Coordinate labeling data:
## Start

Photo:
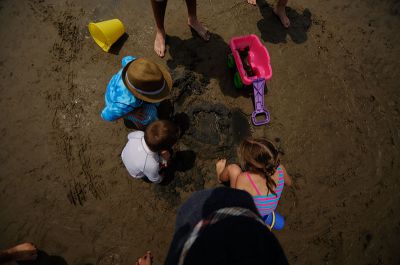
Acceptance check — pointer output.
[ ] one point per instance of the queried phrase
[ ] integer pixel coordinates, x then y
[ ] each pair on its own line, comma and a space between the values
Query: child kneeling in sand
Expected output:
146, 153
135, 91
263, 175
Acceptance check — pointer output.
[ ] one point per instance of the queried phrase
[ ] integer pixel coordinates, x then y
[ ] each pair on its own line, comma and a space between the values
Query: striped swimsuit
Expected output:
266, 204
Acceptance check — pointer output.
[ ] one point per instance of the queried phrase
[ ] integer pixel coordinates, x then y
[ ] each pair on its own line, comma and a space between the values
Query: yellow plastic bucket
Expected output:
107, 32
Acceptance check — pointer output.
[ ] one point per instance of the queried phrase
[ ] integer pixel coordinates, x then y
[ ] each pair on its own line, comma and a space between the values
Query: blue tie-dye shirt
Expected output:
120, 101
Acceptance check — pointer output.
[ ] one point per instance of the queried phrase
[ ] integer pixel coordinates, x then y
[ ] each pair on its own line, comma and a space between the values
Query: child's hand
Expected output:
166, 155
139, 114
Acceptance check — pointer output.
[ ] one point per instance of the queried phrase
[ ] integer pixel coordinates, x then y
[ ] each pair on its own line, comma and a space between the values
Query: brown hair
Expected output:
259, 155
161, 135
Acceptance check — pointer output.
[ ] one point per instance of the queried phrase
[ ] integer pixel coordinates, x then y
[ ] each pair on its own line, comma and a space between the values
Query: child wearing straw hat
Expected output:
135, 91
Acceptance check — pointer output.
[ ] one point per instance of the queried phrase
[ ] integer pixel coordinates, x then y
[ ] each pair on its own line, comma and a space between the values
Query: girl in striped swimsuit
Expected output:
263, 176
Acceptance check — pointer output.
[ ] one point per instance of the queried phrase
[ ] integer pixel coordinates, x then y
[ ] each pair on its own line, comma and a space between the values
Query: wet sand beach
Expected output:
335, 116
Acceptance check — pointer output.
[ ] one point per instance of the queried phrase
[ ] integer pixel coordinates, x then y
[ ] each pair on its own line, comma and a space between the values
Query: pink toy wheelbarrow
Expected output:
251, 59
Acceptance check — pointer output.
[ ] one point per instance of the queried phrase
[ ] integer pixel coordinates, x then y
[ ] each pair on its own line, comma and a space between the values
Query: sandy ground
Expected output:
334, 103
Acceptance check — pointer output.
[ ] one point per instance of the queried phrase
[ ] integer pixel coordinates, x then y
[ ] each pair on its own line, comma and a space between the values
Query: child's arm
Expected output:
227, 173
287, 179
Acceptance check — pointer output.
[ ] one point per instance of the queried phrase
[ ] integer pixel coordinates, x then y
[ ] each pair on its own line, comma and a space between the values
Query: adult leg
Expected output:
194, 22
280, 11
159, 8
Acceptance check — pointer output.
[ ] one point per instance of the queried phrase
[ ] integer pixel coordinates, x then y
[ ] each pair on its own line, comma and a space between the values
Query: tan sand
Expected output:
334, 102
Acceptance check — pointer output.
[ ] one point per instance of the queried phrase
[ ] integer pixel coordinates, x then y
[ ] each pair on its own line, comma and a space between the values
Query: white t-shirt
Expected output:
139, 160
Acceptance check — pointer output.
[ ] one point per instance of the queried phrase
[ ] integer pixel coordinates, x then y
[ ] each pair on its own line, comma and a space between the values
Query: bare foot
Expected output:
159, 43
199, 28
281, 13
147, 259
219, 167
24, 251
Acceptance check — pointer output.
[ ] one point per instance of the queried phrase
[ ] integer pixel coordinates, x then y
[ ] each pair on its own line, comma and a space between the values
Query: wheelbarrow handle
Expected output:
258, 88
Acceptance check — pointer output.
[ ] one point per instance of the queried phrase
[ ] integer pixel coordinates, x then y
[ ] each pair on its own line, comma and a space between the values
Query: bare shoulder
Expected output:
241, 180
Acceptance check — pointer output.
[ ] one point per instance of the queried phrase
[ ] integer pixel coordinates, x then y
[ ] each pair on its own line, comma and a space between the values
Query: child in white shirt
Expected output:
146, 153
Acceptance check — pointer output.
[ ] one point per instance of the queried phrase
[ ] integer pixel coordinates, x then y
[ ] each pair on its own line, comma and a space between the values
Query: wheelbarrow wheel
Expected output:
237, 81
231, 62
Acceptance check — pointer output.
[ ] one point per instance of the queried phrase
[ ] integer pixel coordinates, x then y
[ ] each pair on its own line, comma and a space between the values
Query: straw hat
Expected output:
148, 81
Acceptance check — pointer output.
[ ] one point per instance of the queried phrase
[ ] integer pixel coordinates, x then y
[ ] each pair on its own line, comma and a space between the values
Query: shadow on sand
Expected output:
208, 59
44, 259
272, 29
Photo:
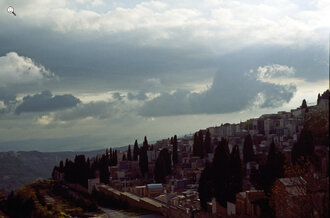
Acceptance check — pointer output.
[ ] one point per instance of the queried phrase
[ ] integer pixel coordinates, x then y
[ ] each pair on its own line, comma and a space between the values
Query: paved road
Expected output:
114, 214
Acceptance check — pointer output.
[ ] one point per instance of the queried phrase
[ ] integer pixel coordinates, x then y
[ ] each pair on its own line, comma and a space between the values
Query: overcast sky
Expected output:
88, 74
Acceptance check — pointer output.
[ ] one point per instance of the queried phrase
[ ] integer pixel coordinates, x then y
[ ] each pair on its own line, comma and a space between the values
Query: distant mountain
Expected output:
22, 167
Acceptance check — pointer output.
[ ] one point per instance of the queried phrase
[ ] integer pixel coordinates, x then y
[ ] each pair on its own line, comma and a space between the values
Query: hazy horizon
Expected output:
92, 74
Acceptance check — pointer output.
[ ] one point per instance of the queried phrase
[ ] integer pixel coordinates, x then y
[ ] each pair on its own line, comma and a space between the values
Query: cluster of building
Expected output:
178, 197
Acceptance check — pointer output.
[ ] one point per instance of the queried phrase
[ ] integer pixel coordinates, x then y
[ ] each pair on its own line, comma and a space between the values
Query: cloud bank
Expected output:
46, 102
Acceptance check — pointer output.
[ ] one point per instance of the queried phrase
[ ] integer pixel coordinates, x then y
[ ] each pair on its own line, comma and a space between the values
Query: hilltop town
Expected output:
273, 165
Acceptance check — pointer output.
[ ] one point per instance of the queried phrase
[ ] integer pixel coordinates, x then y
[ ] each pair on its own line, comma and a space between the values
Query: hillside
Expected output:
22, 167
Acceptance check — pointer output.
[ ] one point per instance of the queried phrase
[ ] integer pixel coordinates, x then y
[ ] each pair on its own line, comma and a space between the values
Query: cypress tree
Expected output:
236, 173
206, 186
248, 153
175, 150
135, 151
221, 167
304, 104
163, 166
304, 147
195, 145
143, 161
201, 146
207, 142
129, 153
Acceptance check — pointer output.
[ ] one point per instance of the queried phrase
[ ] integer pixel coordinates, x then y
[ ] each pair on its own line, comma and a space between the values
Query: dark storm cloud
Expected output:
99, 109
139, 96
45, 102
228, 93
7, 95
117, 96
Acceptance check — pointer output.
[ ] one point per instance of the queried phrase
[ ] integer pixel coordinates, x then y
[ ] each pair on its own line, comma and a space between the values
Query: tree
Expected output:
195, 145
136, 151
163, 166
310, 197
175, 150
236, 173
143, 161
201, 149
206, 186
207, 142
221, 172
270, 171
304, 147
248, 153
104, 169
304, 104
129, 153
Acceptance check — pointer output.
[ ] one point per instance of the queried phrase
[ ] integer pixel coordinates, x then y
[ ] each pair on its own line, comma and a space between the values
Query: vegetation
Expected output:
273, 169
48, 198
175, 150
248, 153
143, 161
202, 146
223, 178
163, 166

## End
## Start

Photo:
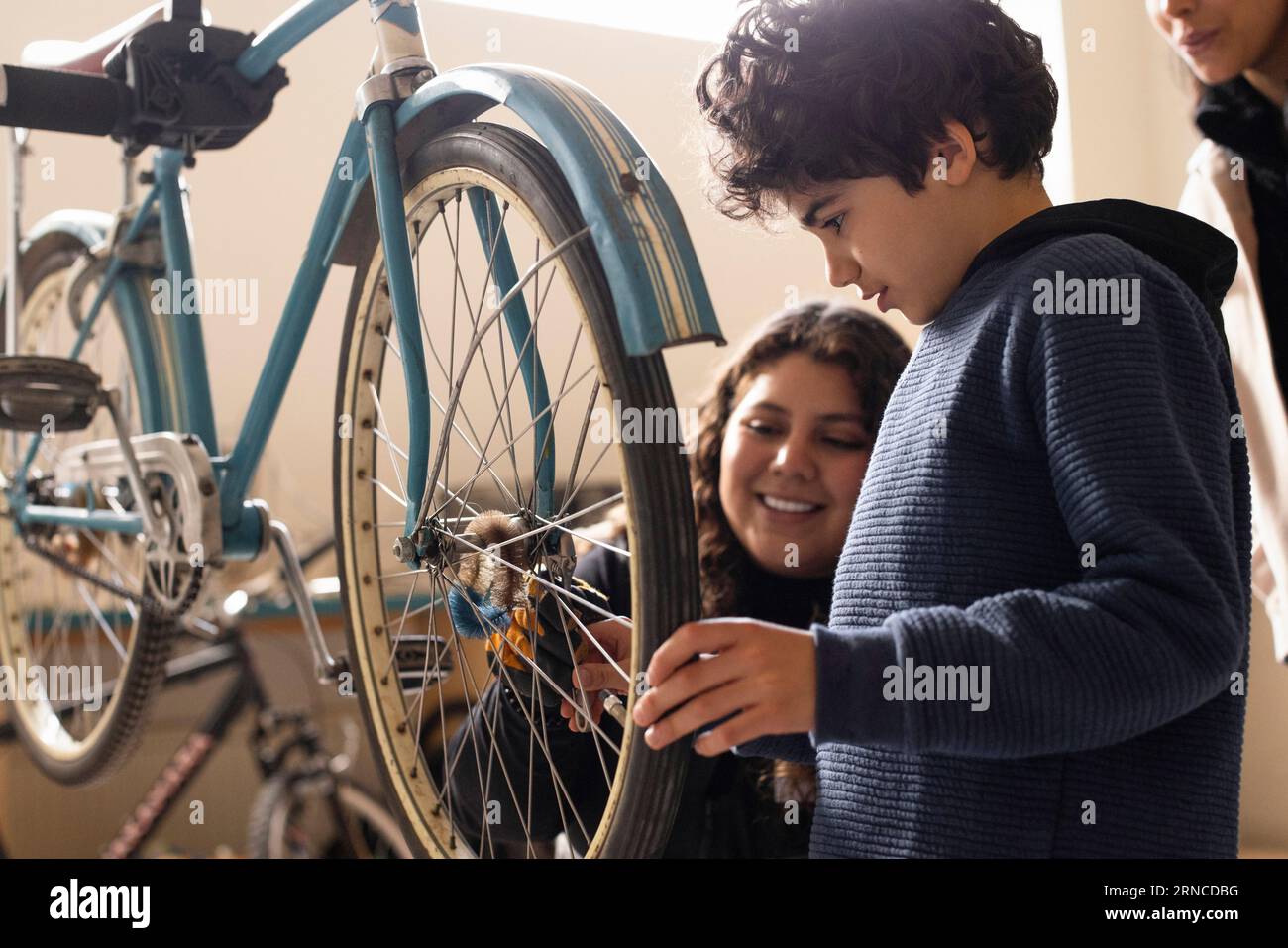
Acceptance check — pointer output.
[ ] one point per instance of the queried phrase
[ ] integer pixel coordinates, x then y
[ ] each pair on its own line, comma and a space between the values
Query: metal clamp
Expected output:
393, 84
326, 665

## End

Instructions to follow: Report every line in the records that contains the string "bare".

Solution to the exercise:
Query: bare foot
Query: bare shoulder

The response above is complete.